Skip to content

Architecture

CongraphDB is a high-performance, embedded graph database designed for Node.js (via napi-rs). This document outlines the current architecture following the major refactoring.

System Overview

┌─────────────────────────────────────────────┐
│           Node.js Application              │
│  (Business logic, API endpoints, etc.)      │
└─────────────────────────────────────────────┘
┌─────────────────────────────────────────────┐
│         napi-rs Bindings Layer             │
│  (lib.rs - TypeScript ↔ Rust bridge)       │
└─────────────────────────────────────────────┘
┌─────────────────────────────────────────────┐
│            Core Layer                       │
│  ┌──────────┐ ┌────────────┐ ┌───────────┐ │
│  │Database  │ │Connection  │ │Transaction│ │
│  └──────────┘ └────────────┘ └───────────┘ │
└─────────────────────────────────────────────┘
┌─────────────────────────────────────────────┐
│            Query Engine                     │
│  ┌─────────┐ ┌──────────┐ ┌─────────────┐  │
│  │ Parser  │ │ Binder   │ │ Executor    │  │
│  │ (nom)   │ │(semantic)│ │ + Operators │  │
│  └─────────┘ └──────────┘ └─────────────┘  │
└─────────────────────────────────────────────┘
┌─────────────────────────────────────────────┐
│      Table & Index Layer                   │
│  ┌──────────┐ ┌──────────┐ ┌────────────┐  │
│  │NodeTable │ │RelTable  │ │IndexManager│  │
│  └──────────┘ └──────────┘ └────────────┘  │
└─────────────────────────────────────────────┘
┌─────────────────────────────────────────────┐
│            Storage Engine                   │
│  ┌──────────┐ ┌──────────┐ ┌────────────┐  │
│  │ Buffer   │ │Storage   │ │    WAL     │  │
│  │ Manager  │ │Manager   │ │  Manager   │  │
│  └──────────┘ └──────────┘ └────────────┘  │
└─────────────────────────────────────────────┘
┌─────────────────────────────────────────────┐
│         .cgraph file + .wal file           │
│         (Persistent storage)                │
└─────────────────────────────────────────────┘

High-Level Architecture

The system is organized into several key layers:

1.1 Core Layer (src/core)

§ SET TASKS:
(1) Translate this sentence from the CongraphDB architecture page into Spanish: "CongraphDB is a high-performance, embedded graph database designed for Node.js (via napi-rs)."
(2) Answer these questions using the CongraphDB architecture page.
(a) According to the bindings layer, TypeScript is bridged to which language?
(b) Which library is listed under the Parser in the Query Engine?
(c) Which two files make up the persistent storage at the bottom of the diagram?
(3) Write out the part of the CongraphDB architecture page starting with "Skip to content" and going on through "the major refactoring.".

§ RECORD SET:
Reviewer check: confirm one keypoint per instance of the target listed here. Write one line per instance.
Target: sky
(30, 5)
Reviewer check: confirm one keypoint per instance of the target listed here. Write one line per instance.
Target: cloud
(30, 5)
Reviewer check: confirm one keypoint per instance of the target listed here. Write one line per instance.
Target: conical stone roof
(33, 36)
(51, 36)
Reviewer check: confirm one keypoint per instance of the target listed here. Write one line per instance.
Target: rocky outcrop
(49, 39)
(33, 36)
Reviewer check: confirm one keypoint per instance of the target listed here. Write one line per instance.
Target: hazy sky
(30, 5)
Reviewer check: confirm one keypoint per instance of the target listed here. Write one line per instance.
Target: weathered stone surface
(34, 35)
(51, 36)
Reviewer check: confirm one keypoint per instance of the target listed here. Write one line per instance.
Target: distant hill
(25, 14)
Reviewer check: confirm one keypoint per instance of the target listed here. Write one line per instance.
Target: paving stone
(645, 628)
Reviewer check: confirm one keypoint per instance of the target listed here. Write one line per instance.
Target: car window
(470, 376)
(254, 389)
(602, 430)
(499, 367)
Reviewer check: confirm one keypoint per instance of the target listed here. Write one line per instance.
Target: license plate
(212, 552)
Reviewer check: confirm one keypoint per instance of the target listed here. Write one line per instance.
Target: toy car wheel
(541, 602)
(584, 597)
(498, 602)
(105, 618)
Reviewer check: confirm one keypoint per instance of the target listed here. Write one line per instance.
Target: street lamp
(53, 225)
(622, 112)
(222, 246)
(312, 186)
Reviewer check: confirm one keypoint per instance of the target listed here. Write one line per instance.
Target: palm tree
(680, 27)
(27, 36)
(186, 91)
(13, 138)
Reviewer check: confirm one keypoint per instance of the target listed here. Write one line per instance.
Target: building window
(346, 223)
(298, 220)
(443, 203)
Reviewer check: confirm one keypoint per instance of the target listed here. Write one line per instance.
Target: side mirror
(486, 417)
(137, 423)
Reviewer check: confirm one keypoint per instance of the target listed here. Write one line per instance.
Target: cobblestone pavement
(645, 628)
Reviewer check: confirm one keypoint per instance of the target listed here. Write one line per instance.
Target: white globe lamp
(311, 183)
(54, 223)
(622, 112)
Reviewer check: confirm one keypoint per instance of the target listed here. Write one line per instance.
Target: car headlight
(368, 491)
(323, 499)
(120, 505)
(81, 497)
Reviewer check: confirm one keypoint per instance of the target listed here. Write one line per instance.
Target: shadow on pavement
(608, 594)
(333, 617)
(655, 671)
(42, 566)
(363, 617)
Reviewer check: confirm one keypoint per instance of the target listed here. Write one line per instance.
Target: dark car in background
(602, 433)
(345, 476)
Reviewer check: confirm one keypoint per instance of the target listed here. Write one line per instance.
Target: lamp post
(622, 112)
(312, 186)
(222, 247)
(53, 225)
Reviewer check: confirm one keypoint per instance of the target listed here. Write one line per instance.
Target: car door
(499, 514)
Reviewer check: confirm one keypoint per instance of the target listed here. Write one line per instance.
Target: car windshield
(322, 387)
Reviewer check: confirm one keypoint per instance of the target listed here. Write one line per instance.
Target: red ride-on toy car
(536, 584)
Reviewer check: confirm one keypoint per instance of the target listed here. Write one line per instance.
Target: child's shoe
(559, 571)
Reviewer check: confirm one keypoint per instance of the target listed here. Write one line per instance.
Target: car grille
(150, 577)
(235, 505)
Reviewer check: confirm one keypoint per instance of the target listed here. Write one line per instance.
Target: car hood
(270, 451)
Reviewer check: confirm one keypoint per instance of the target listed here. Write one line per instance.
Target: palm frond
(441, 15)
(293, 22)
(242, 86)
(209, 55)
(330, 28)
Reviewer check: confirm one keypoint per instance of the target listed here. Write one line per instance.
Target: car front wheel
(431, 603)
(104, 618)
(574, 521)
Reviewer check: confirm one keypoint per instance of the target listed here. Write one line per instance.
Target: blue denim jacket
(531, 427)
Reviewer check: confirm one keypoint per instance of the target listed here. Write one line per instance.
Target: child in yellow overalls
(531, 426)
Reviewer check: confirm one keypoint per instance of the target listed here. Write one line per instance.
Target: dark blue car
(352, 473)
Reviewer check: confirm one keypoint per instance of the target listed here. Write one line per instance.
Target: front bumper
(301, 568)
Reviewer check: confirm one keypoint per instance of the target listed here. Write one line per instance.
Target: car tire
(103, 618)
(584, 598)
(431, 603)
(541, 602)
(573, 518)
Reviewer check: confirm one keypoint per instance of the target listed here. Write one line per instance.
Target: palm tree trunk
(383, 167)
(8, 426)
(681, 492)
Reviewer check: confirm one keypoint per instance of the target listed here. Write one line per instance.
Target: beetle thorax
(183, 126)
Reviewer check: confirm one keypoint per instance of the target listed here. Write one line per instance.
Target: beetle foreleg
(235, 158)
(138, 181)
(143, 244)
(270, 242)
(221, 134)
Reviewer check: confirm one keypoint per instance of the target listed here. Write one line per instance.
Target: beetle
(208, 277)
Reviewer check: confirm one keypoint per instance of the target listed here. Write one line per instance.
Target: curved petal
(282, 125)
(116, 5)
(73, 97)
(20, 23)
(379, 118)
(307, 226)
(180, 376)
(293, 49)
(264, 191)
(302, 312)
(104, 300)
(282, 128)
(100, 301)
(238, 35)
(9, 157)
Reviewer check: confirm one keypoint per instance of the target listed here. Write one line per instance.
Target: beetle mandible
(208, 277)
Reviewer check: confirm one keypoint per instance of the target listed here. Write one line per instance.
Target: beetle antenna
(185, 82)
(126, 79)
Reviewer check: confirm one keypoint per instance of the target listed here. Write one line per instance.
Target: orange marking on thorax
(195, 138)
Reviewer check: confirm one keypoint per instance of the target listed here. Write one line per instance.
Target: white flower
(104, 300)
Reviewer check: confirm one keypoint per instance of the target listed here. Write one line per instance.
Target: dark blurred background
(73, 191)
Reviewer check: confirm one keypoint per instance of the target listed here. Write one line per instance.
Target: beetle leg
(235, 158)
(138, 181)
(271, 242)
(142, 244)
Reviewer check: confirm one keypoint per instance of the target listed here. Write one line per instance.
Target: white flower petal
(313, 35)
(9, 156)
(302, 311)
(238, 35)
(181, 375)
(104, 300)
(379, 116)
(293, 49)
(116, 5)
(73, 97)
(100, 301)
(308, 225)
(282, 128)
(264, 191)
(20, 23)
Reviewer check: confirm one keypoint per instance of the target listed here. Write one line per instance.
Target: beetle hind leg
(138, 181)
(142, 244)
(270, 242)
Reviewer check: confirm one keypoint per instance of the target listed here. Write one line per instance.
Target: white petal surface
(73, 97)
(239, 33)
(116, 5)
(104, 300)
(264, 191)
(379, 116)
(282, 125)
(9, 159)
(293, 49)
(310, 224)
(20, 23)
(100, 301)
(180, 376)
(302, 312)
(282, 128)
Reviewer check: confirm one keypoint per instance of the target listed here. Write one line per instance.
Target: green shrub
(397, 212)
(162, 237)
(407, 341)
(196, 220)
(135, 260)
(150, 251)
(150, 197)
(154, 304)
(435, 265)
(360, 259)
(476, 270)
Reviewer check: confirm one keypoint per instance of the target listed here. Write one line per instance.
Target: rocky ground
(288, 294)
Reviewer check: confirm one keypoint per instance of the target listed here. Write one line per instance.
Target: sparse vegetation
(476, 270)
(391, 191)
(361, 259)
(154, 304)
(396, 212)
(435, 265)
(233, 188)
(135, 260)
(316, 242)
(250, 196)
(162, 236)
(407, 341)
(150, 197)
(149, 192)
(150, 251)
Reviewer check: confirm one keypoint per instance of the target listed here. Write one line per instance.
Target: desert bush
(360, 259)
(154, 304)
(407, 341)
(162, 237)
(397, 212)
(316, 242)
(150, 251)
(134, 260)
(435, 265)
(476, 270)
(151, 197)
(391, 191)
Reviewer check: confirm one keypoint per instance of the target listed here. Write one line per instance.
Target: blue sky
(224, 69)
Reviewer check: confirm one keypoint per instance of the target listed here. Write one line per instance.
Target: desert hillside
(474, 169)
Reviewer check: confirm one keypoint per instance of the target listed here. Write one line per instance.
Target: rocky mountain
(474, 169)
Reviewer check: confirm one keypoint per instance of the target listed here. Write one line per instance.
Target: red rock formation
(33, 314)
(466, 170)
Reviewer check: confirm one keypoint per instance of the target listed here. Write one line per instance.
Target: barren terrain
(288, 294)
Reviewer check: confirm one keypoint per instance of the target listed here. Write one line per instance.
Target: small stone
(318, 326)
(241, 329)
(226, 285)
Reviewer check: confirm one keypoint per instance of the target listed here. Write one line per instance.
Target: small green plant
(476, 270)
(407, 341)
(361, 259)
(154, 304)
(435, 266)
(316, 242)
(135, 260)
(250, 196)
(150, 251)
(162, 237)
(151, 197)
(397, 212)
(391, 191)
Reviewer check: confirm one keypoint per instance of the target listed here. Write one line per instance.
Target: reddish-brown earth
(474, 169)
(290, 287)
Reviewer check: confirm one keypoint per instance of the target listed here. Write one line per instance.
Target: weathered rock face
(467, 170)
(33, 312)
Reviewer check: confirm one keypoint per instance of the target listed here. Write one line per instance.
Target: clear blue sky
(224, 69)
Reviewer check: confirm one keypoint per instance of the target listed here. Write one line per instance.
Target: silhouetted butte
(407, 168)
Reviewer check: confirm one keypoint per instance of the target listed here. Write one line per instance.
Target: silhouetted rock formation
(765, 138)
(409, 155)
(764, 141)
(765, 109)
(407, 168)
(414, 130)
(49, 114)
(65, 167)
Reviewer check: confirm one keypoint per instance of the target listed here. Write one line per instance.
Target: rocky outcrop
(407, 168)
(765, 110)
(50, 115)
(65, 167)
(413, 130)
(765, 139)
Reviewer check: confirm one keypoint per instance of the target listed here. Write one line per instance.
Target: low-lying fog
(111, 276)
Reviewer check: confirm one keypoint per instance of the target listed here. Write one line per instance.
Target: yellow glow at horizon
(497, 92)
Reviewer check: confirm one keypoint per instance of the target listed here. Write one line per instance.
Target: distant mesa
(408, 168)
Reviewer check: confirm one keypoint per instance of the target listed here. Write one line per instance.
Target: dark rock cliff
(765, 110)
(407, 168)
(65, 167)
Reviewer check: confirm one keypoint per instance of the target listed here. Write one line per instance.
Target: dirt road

§ EXPECTED ANSWERS:
(1) CongraphDB es una base de datos de grafos embebida y de alto rendimiento, diseñada para Node.js (mediante napi-rs).

(2)
(a) Rust
(b) nom
(c) The .cgraph file and the .wal file

(3)
Skip to content

Architecture

CongraphDB is a high-performance, embedded graph database designed for Node.js (via napi-rs). This document outlines the current architecture following the major refactoring.